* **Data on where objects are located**

— START —

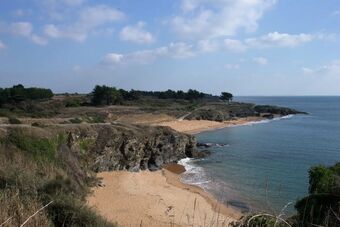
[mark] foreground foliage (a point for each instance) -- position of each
(35, 171)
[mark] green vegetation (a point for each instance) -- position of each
(19, 93)
(104, 95)
(76, 120)
(226, 96)
(14, 121)
(322, 206)
(35, 171)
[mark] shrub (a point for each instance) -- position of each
(14, 121)
(40, 148)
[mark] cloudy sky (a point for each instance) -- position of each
(248, 47)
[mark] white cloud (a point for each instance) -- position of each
(22, 28)
(280, 39)
(335, 13)
(22, 12)
(25, 29)
(306, 70)
(173, 50)
(232, 66)
(218, 18)
(274, 39)
(136, 34)
(89, 19)
(235, 45)
(2, 45)
(260, 60)
(207, 46)
(74, 2)
(332, 68)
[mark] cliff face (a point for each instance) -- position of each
(118, 147)
(106, 147)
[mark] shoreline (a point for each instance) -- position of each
(197, 126)
(157, 199)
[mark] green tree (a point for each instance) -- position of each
(226, 96)
(104, 95)
(322, 206)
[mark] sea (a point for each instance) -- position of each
(263, 166)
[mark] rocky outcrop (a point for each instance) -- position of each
(222, 111)
(107, 147)
(283, 111)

— END —

* **Brief**
Turn the data above into a numbered list, skipping blank lines and leaving out the pictures.

* **Task output**
1. [mark] foreground foliage (a point for each instance) -- position of each
2. (35, 171)
3. [mark] green vegetation (a point for each instance) -- position of each
4. (19, 93)
5. (104, 95)
6. (76, 120)
7. (226, 96)
8. (14, 121)
9. (322, 206)
10. (35, 171)
11. [mark] shrub (a point for each instance) -- position of each
12. (14, 121)
13. (40, 148)
14. [mark] cloudy sky (a point for each instance) -- position of each
15. (248, 47)
16. [mark] white cloud (a point for each instance) -- position of each
17. (22, 28)
18. (280, 39)
19. (335, 13)
20. (22, 12)
21. (25, 29)
22. (306, 70)
23. (173, 50)
24. (232, 66)
25. (218, 18)
26. (274, 39)
27. (136, 34)
28. (89, 19)
29. (235, 45)
30. (2, 45)
31. (260, 60)
32. (207, 46)
33. (74, 2)
34. (332, 68)
35. [mark] cliff face (a point for each instance) -- position of each
36. (118, 147)
37. (106, 147)
38. [mark] shoreline (a point for each instance) -- position of each
39. (197, 126)
40. (157, 199)
41. [mark] green tree (a point for each instance) -- position of each
42. (226, 96)
43. (104, 95)
44. (322, 206)
45. [mark] sea (a point for each instance) -- position of each
46. (263, 166)
47. [mark] rocky outcrop (a point for each instance) -- position of each
48. (222, 111)
49. (107, 147)
50. (283, 111)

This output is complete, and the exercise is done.